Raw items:
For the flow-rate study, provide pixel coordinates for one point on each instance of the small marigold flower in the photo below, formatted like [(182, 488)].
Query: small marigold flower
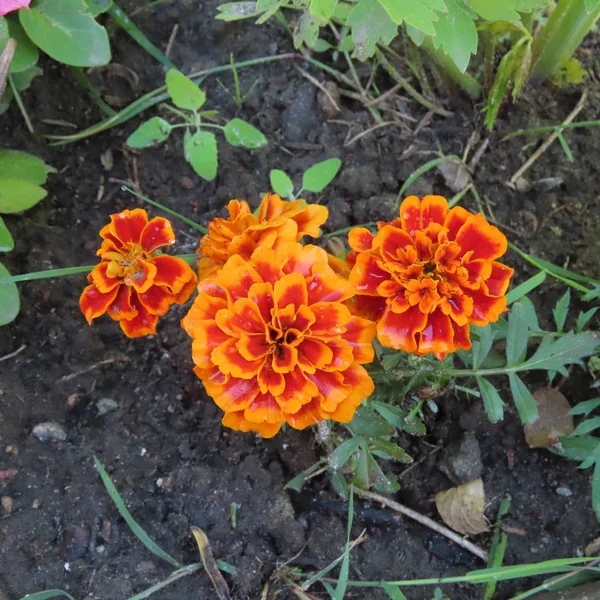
[(134, 283), (277, 222), (274, 341), (429, 274)]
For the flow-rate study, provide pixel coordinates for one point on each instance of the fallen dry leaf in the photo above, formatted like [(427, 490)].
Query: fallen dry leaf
[(553, 421), (462, 507)]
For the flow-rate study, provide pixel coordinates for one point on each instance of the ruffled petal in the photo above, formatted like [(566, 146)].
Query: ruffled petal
[(484, 240), (94, 303), (399, 331), (142, 324), (127, 226)]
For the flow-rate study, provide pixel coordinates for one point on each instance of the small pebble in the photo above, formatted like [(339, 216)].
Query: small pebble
[(7, 504), (49, 431), (106, 405)]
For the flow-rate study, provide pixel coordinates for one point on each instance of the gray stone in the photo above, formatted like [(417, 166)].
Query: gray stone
[(461, 460)]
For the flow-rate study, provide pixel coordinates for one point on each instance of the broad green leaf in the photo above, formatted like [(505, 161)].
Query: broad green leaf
[(6, 241), (17, 195), (97, 7), (456, 33), (67, 31), (150, 133), (418, 13), (319, 176), (523, 399), (586, 407), (240, 133), (22, 165), (10, 303), (234, 11), (370, 25), (553, 355), (281, 184), (392, 591), (517, 336), (323, 9), (492, 402), (341, 455), (201, 152), (183, 91), (492, 10), (306, 31), (561, 309), (26, 54), (23, 79)]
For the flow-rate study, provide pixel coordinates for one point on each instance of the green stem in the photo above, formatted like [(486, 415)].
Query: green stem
[(92, 92), (409, 89), (568, 24), (155, 97), (132, 29), (465, 81), (20, 104)]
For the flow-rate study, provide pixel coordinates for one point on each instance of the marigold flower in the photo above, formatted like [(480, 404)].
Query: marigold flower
[(429, 274), (274, 341), (7, 6), (277, 222), (134, 283)]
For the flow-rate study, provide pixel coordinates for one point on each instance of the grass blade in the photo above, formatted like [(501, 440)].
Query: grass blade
[(133, 524)]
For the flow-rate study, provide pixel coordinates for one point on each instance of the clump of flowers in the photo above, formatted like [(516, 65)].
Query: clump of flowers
[(275, 341), (277, 222), (428, 275), (134, 283)]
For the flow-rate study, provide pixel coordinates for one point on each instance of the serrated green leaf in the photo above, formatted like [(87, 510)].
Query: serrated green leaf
[(6, 240), (306, 31), (240, 133), (281, 184), (97, 7), (183, 91), (523, 399), (492, 402), (201, 152), (418, 13), (323, 9), (151, 133), (561, 309), (319, 176), (553, 355), (492, 10), (26, 53), (517, 336), (10, 303), (342, 454), (17, 195), (393, 591), (22, 165), (586, 407), (234, 11), (370, 25), (456, 33), (67, 31)]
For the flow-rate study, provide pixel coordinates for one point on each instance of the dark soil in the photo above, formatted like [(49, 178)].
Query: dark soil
[(163, 444)]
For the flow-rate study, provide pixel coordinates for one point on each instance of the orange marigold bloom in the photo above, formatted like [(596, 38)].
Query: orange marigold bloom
[(274, 341), (429, 274), (134, 283), (277, 222)]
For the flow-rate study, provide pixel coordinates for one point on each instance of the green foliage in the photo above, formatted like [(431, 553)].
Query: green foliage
[(21, 178), (200, 146), (314, 179)]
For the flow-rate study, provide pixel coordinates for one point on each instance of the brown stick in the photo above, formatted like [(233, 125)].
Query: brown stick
[(412, 514)]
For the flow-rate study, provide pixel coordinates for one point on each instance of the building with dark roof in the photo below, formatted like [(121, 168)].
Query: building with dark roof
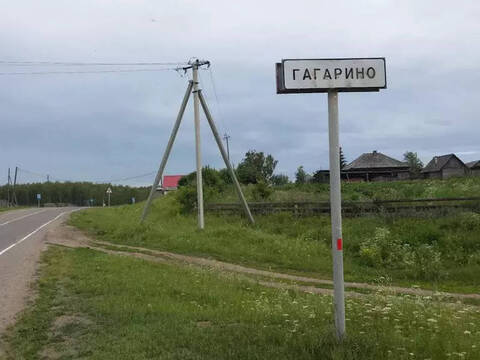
[(445, 166), (169, 183), (474, 167), (373, 166), (376, 166)]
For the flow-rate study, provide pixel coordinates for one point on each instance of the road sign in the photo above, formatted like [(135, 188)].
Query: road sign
[(323, 75), (333, 76)]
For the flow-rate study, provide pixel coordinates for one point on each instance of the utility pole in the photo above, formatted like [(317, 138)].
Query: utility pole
[(14, 196), (193, 88), (9, 182), (336, 214), (198, 151), (226, 138)]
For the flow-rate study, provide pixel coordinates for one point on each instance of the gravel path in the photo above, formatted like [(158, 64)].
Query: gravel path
[(71, 237)]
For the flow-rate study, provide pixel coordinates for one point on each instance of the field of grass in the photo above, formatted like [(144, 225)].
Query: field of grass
[(394, 190), (97, 306), (434, 252), (3, 209)]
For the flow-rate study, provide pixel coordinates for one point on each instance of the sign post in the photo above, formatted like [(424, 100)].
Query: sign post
[(109, 192), (333, 76)]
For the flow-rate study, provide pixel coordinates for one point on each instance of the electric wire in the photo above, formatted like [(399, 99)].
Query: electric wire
[(103, 181), (77, 63), (83, 72)]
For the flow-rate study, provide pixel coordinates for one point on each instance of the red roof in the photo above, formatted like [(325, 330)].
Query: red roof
[(171, 180)]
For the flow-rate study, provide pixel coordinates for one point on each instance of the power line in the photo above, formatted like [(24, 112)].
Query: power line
[(128, 178), (64, 63), (37, 174), (82, 72)]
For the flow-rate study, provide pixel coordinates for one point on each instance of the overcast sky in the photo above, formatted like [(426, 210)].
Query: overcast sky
[(113, 125)]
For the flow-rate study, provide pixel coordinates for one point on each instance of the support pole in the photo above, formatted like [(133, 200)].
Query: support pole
[(336, 215), (8, 188), (14, 195), (198, 151), (167, 151), (225, 157)]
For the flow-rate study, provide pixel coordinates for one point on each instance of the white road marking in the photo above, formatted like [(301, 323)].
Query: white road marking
[(35, 231), (22, 217)]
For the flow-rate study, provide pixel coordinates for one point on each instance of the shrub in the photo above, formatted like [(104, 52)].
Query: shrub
[(427, 263), (469, 220), (262, 191), (385, 250)]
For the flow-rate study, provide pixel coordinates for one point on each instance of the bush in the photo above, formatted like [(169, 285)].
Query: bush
[(386, 250), (427, 264), (262, 191), (469, 220), (210, 178)]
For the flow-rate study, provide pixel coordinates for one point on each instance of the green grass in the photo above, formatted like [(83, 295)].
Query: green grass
[(302, 245), (365, 191), (3, 209), (97, 306)]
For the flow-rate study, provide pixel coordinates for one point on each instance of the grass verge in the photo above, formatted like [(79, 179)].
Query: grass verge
[(434, 253), (98, 306)]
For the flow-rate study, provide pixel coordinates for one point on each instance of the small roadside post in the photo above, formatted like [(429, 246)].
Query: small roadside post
[(109, 192), (333, 76)]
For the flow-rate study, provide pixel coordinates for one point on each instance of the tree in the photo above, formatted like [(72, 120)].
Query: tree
[(415, 164), (300, 176), (343, 162), (280, 179), (256, 167)]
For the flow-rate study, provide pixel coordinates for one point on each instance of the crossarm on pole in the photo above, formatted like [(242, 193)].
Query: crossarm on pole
[(225, 157)]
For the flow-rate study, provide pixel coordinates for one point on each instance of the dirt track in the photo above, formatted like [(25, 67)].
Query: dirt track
[(71, 237)]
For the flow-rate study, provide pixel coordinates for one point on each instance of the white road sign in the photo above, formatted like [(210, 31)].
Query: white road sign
[(322, 75)]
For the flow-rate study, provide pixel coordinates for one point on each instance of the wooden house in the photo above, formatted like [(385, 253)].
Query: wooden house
[(445, 166), (474, 167), (375, 166)]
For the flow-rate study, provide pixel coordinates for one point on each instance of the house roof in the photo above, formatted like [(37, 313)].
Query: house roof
[(171, 180), (438, 162), (375, 160), (473, 164)]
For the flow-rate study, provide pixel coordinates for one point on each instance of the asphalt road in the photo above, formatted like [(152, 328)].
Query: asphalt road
[(22, 239)]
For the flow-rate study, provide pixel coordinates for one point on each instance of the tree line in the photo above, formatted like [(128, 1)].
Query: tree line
[(73, 193)]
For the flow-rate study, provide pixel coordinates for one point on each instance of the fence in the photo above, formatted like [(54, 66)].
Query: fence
[(351, 208)]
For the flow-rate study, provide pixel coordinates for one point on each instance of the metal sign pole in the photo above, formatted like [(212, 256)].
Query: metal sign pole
[(336, 215), (196, 111)]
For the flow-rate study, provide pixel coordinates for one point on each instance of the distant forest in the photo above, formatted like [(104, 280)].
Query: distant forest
[(74, 193)]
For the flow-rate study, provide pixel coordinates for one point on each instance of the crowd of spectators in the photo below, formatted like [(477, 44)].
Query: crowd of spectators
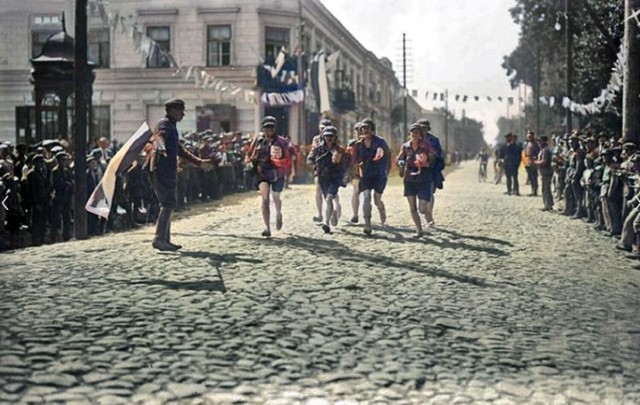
[(592, 177), (37, 185)]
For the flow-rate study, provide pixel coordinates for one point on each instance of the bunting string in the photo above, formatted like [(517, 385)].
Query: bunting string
[(150, 49)]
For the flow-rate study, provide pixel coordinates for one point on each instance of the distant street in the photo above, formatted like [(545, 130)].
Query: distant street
[(499, 304)]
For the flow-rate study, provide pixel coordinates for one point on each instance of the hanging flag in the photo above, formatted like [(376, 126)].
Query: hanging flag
[(101, 199)]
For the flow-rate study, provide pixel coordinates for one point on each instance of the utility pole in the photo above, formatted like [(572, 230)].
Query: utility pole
[(569, 49), (81, 91), (446, 121), (631, 85), (537, 91), (404, 83), (300, 72)]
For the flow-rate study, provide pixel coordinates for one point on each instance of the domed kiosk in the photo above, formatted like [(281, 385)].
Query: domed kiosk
[(52, 77)]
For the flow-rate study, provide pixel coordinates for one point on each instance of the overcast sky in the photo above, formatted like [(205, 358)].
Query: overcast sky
[(454, 44)]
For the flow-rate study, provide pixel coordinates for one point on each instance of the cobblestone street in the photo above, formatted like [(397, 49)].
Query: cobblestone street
[(500, 303)]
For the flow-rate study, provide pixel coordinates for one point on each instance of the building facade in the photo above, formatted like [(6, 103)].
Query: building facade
[(226, 39)]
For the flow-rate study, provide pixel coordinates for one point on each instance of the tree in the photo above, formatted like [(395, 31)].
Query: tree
[(597, 31)]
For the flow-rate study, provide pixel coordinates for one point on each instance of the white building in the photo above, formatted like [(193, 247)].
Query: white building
[(225, 39)]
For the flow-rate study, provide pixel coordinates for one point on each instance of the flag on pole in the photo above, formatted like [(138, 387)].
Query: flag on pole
[(101, 199)]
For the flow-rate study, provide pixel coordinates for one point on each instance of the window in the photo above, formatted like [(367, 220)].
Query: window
[(218, 45), (101, 125), (274, 39), (42, 27), (99, 47), (158, 57)]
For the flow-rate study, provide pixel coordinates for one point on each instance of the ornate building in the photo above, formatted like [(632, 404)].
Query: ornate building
[(226, 39)]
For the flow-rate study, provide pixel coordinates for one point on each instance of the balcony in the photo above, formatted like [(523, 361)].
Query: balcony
[(343, 100)]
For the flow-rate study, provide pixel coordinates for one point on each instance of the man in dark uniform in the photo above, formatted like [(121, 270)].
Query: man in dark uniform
[(62, 184), (40, 192), (167, 149), (543, 163), (512, 158), (532, 150)]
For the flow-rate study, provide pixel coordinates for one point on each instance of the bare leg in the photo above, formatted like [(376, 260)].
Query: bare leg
[(337, 210), (355, 199), (415, 216), (277, 202), (265, 189), (366, 211), (328, 212), (422, 204), (377, 199), (428, 213), (319, 199)]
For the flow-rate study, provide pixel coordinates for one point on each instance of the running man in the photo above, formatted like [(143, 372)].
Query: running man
[(415, 156), (373, 160), (328, 159), (315, 142), (270, 154)]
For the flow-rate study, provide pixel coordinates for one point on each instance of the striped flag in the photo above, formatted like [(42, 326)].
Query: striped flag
[(101, 199)]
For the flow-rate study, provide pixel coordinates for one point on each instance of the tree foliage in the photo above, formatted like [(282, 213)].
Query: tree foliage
[(596, 29)]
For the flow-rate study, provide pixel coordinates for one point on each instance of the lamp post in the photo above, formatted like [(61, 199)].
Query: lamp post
[(569, 49), (631, 85), (80, 138)]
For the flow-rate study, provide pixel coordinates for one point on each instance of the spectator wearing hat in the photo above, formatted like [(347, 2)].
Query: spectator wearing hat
[(209, 181), (167, 148), (532, 150), (613, 192), (415, 157), (543, 164), (626, 173), (6, 160), (316, 142), (372, 157), (62, 186), (40, 194), (329, 160), (353, 173), (574, 197), (436, 167), (14, 215), (512, 158), (270, 155), (631, 226), (94, 175)]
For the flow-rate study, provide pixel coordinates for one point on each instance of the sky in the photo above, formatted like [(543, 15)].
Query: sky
[(454, 45)]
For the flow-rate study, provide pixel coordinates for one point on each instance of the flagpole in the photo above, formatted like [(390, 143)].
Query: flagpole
[(301, 104), (446, 121), (404, 83)]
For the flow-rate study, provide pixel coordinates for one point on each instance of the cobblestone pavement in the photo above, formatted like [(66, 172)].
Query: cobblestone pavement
[(499, 304)]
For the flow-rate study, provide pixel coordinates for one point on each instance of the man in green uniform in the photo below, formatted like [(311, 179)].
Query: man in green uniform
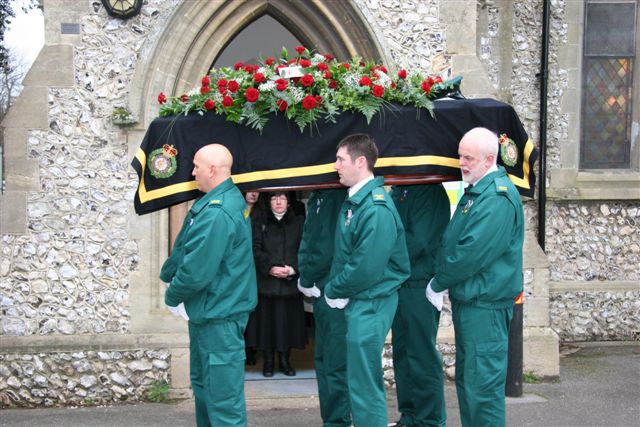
[(425, 211), (370, 262), (480, 263), (209, 271), (314, 262)]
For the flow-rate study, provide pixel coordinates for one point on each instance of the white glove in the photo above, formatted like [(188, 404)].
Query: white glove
[(435, 298), (338, 303), (313, 292)]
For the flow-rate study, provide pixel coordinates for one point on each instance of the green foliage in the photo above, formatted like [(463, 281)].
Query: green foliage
[(158, 392), (317, 87)]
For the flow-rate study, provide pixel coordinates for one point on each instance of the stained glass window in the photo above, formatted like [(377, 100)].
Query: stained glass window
[(608, 66)]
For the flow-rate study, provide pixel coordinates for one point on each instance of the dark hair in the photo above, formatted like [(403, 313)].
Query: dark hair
[(360, 144), (275, 193)]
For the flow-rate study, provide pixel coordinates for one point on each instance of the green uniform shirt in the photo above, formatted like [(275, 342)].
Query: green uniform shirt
[(424, 211), (318, 237), (370, 253), (211, 266), (480, 256)]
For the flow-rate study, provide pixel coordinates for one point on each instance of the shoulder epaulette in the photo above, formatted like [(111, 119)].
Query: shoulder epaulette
[(378, 195), (217, 202)]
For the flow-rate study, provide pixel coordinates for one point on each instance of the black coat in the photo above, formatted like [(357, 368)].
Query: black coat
[(276, 243)]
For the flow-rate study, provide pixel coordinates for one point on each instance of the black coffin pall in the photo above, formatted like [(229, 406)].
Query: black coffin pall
[(413, 145)]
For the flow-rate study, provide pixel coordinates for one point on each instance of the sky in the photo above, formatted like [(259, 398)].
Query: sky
[(25, 34)]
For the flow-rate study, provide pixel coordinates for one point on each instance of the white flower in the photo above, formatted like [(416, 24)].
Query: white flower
[(268, 86)]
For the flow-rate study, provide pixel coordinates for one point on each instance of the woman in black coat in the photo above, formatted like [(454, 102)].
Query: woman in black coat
[(279, 320)]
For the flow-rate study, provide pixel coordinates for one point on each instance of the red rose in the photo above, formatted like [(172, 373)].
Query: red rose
[(365, 81), (309, 102), (252, 94), (306, 80), (258, 77), (281, 84), (233, 86)]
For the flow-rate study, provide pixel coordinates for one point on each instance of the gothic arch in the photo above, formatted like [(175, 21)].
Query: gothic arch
[(199, 30)]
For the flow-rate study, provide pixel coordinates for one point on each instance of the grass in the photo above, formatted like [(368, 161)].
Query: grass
[(530, 378)]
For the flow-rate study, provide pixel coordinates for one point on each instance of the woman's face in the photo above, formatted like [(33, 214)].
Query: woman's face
[(251, 197), (279, 203)]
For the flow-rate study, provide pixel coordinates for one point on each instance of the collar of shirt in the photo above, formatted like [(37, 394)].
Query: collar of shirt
[(491, 169), (353, 190)]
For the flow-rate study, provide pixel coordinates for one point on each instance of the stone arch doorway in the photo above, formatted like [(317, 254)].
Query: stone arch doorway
[(188, 44), (199, 31)]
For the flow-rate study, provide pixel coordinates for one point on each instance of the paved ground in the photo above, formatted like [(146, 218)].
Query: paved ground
[(599, 386)]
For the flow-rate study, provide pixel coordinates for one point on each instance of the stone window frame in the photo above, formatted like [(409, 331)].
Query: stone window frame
[(567, 181)]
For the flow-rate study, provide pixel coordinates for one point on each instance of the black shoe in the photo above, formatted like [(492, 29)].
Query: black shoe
[(267, 367), (285, 365), (251, 356)]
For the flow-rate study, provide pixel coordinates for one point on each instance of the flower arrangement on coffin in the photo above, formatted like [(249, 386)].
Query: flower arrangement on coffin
[(306, 88)]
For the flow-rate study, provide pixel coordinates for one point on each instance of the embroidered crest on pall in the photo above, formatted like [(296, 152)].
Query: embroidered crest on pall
[(508, 150), (162, 161)]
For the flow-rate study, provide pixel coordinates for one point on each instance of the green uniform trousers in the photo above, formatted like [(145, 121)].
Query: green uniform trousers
[(368, 322), (417, 363), (217, 371), (331, 364), (482, 344)]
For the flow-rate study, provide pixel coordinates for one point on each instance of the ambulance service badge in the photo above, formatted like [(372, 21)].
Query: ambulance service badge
[(162, 162), (508, 150)]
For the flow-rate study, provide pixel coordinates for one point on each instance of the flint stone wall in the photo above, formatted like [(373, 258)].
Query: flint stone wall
[(80, 378)]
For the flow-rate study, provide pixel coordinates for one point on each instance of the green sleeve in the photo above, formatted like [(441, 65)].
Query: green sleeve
[(170, 266), (479, 244), (427, 219), (370, 255), (204, 249)]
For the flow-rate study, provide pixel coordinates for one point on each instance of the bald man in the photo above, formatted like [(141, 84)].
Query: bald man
[(209, 271), (479, 262)]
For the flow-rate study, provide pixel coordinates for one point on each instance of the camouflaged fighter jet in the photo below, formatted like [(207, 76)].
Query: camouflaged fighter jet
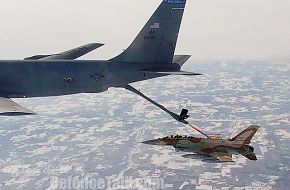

**To do**. Rewrite everything from the start of the items down to the line containing "[(429, 274), (274, 341), (7, 6), (277, 222), (134, 283)]", both ends included and requests included. Multiply every pixel coordinate in the answers by 0.95 and round to whole numbers with halves going up, leaving the numbers in the requests and their format samples unchanged, and leave the pictures out.

**Response**.
For the flow-rate study, provide pixel coordinates for one point on each instance of the small marigold flower in the photo below, formatted like [(182, 488)].
Query: small marigold flower
[(127, 269), (263, 211), (260, 324), (408, 260)]
For the flow-rate study, provide pixel coordinates for one point on each instance of the fallen dry leaf in the photo above, formatted like [(427, 490)].
Query: fallen dry leaf
[(525, 400), (439, 482)]
For the flow-rate study, provide pixel coordinates for one point on each instance of the ruffled petal in the photo above, formatted like [(566, 146)].
Query: ruffled petal
[(460, 228), (89, 288), (379, 314), (135, 308), (121, 215)]
For the flow-rate study, provide pixel coordinates for one point on each instance of the small pebble in the photo above, formatted like [(339, 216)].
Query: small pebble
[(7, 479), (47, 409), (101, 385)]
For the flow-rate study, provide pixel coordinates for one point on each instance of the gray stone in the photo above, formatted like [(417, 166)].
Query: gray stone
[(438, 437)]
For the flow-rate study, provide pixel coordinates for one point on each instance of the broad green leaf in the photo above, formatted like [(505, 161)].
Query: broad green leaf
[(6, 229), (16, 185), (92, 7), (433, 31), (64, 29), (143, 126), (397, 12), (303, 167), (497, 379), (557, 387), (228, 126), (21, 157), (10, 288), (222, 10), (352, 24), (525, 337), (267, 175), (372, 561), (491, 319), (307, 9), (467, 382), (324, 432), (191, 144), (174, 86), (467, 10), (291, 29), (533, 294), (25, 51), (22, 75)]
For the flow-rate study, provide pixel coordinates for one point on each instance of the green stem in the photo above, formatted like [(486, 415)].
Query: green stem
[(87, 87), (389, 85), (540, 23), (147, 92), (125, 28), (442, 77), (19, 99)]
For the flow-rate study, provide pixel coordinates for one point on each instance of the marigold flower in the photo above, formatted like [(480, 404)].
Query: marigold flower
[(408, 260), (260, 324), (7, 6), (263, 211), (127, 269)]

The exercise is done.